> SHORT TASK:
Extract every line of the items below and reproduce each one word for word, without any changes.

> DATA SHOWN:
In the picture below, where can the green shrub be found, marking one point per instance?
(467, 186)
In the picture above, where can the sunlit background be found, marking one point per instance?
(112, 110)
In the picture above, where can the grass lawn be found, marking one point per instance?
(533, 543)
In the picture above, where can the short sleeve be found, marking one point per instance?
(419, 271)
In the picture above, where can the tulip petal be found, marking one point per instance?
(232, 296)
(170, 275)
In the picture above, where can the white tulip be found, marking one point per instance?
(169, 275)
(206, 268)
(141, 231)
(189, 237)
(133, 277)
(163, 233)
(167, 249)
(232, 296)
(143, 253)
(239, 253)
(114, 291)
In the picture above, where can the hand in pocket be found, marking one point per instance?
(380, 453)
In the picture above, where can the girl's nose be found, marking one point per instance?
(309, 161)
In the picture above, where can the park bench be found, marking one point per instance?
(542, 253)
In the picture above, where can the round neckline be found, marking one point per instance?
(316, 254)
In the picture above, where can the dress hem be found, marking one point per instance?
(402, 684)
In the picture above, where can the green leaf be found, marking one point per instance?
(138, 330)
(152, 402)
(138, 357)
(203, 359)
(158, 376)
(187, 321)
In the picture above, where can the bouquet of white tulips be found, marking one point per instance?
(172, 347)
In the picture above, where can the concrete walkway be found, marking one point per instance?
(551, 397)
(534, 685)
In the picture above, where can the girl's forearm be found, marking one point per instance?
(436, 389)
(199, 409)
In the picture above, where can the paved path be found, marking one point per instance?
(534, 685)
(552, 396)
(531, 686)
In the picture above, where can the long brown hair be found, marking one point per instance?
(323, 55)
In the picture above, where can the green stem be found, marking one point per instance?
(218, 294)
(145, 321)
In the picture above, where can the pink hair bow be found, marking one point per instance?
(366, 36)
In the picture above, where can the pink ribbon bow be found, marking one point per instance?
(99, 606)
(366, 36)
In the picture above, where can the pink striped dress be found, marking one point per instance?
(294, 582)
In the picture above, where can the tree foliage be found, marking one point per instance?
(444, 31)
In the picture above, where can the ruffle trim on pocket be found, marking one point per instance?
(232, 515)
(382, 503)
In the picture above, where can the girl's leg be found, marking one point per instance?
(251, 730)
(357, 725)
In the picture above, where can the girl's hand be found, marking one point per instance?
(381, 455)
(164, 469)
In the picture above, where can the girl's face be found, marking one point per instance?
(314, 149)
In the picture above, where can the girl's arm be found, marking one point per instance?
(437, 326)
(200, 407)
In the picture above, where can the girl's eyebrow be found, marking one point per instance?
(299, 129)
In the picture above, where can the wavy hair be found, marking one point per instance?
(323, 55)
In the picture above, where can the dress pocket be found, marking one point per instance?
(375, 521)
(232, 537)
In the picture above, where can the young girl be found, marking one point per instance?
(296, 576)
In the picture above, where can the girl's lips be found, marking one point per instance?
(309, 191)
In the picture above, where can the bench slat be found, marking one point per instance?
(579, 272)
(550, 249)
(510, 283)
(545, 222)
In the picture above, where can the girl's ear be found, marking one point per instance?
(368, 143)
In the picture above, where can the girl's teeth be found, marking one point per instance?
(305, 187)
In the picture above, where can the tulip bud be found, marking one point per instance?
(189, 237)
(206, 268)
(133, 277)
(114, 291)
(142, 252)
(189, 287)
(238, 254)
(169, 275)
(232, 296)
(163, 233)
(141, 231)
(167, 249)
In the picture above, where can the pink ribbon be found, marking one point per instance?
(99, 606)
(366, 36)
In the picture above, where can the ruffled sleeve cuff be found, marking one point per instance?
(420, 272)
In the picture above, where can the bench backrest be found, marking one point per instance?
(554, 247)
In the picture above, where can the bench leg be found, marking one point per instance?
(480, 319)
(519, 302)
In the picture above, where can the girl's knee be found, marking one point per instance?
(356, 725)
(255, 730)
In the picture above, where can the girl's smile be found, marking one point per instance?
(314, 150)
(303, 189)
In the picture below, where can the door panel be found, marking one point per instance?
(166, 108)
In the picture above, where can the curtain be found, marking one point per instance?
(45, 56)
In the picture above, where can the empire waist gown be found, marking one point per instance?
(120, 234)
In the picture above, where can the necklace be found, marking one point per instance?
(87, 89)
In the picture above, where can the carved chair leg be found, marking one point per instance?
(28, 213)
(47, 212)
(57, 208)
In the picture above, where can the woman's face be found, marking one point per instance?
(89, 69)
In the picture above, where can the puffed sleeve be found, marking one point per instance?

> RESULT:
In the picture below, where can the green shrub be found, marking one point per instance?
(467, 186)
In the picture above, where can the sunlit background be found, marking one point per instance?
(112, 110)
In the picture above, where can the grass lawn be found, marking one point per instance?
(533, 543)
In the picture above, where can the short sleeve be found, marking one point per instance?
(419, 271)
In the picture above, where can the tulip petal be found, marking one point per instance?
(232, 296)
(170, 275)
In the picture above, where can the white tulip be found, marking one point per instance?
(169, 275)
(206, 268)
(141, 231)
(189, 237)
(133, 277)
(163, 233)
(167, 249)
(232, 296)
(143, 253)
(239, 253)
(114, 291)
In the picture above, where can the hand in pocket be found, marking one point per instance?
(380, 453)
In the picture above, where can the girl's nose be found, marking one point per instance?
(309, 161)
In the picture above, where can the park bench be found, marking one point per instance?
(542, 253)
In the picture above, where can the round neckline be found, marking one point per instance?
(316, 254)
In the picture above, where can the dress hem be found, marking one point per instance?
(402, 684)
In the picture above, where can the green leaf be found, marking one point per instance?
(138, 330)
(152, 402)
(138, 357)
(203, 359)
(158, 376)
(187, 321)
In the picture above, where can the bouquet of white tulips be found, marking one point per instance?
(172, 347)
In the picture above, where can the concrete walkway be found, marking one point per instance?
(551, 397)
(534, 685)
In the picture above, where can the girl's forearm be found, marking one point per instance?
(436, 389)
(199, 409)
In the picture above, where can the paved path be found, marking one point per instance?
(534, 685)
(552, 396)
(531, 686)
In the picture above, where can the long brown hair be found, marking one point per instance?
(323, 55)
In the picture above, where can the green stem be found, marking one point per instance?
(218, 294)
(145, 321)
In the picture above, where can the pink hair bow be found, marking one point per instance?
(366, 36)
In the picture above, where can the pink ribbon bow be found, marking one point per instance?
(99, 606)
(366, 36)
In the picture above, where can the pink striped dress be found, marking one point per instance?
(294, 582)
In the picture above, where can the tree foliage be found, marking one point per instance?
(444, 31)
In the picture above, where can the ruffle trim on pocket be found, marking one point per instance?
(232, 515)
(382, 503)
In the picture above, where can the girl's leg be found, marking one point per instance?
(251, 730)
(357, 725)
In the picture above, where can the girl's hand be found, marking one point per instance?
(381, 455)
(164, 469)
In the picture above, where can the girl's face be found, marking one point per instance?
(314, 149)
In the picture above, where can the girl's arm be found, marking one point per instance?
(437, 326)
(200, 407)
In the picture above, where can the girl's eyebrow be found, marking one point per instance?
(299, 129)
In the picture above, where can the wavy hair be found, marking one point per instance?
(323, 55)
In the picture above, where can the dress pocket be found, marking one point per instance?
(375, 521)
(232, 537)
In the picture above, where can the young girl be found, marking one point per instance?
(296, 576)
In the picture above, where can the girl's lips be found, marking one point per instance?
(309, 191)
In the picture above, where can the bench slat be found, marking one point per instance?
(579, 272)
(550, 249)
(510, 283)
(545, 222)
In the picture above, where can the girl's ear be found, marking one point per instance?
(368, 143)
In the picture above, where can the girl's teeth be found, marking one point per instance?
(305, 187)
In the picture above, where can the tulip bud be found, marking one point per instance?
(189, 237)
(206, 268)
(133, 277)
(114, 291)
(142, 252)
(189, 287)
(238, 254)
(169, 275)
(232, 296)
(163, 233)
(141, 231)
(167, 249)
In the picture above, where can the pink ribbon be found, marking one point per instance?
(99, 606)
(366, 36)
In the picture above, where can the ruffled sleeve cuff be found, marking one point per instance?
(420, 272)
In the picture above, where can the bench backrest be found, marking one point per instance?
(554, 247)
In the picture above, where can the bench leg be found, marking one point per instance?
(480, 319)
(519, 302)
In the picture above, where can the girl's knee be found, marking one point per instance?
(356, 725)
(255, 730)
In the picture above, where can the girl's smile be found, marking one point per instance?
(314, 150)
(303, 189)
In the picture below, where can the door panel be found, marking one point per instance?
(166, 108)
In the picture above, where can the curtain be found, marking one point per instance?
(45, 56)
In the picture above, where can the empire waist gown be found, marking one point per instance?
(120, 234)
In the picture above, where can the necklace be found, marking one point per instance?
(87, 89)
In the picture above, where can the carved chair leg be found, marking one point per instance?
(28, 213)
(47, 212)
(57, 208)
In the picture above, where can the woman's face be found, marking one point per instance?
(89, 69)
In the picture above, where can the puffed sleeve be found, marking one point per instance?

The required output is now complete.